[DATA SECTION]
┏━━
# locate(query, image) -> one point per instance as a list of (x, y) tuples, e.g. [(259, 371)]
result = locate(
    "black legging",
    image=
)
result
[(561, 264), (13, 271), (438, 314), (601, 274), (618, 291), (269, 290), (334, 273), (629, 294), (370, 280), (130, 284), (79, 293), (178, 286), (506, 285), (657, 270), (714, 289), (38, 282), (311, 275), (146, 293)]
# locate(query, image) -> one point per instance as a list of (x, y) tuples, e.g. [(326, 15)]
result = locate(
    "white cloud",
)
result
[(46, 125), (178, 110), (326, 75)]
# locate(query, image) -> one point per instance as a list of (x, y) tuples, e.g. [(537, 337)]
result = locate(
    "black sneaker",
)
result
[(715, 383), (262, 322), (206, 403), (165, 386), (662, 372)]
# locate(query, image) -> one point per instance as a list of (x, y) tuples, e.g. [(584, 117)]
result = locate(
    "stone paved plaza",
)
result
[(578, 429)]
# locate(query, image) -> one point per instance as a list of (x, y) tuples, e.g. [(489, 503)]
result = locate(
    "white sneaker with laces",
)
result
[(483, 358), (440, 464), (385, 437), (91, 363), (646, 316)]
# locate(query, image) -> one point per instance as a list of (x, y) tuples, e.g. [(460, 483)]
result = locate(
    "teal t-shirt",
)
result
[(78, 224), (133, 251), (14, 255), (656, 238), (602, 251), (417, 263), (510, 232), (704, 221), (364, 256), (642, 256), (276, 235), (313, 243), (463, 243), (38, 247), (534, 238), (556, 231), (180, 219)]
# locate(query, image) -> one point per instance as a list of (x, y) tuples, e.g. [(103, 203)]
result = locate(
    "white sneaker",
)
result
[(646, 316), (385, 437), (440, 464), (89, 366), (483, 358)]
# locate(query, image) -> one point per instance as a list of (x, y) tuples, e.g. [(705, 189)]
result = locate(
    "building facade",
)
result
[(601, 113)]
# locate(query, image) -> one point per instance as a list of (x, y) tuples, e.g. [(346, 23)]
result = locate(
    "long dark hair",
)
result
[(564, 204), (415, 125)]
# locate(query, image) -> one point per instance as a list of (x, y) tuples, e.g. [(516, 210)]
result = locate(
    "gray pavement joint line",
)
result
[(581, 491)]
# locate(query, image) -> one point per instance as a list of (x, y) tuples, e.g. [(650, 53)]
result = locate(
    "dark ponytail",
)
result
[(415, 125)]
┗━━
[TASK INSTRUCTIONS]
Scale the entries from the line that has "e.g. [(650, 53)]" through the end of the entries by rewriting those lines in full, requests included, with every coordinate in the answers multiplied by 0.25 and rounded to a whole number, halves up. Leave the numbers in the requests and their sample points unchanged.

[SOLUTION FOR THIS PROBLEM]
# locate(query, image) -> one point per instance as a list of (x, y) tuples, e.g. [(650, 53)]
result = locate(
    "dark ponytail",
)
result
[(104, 31)]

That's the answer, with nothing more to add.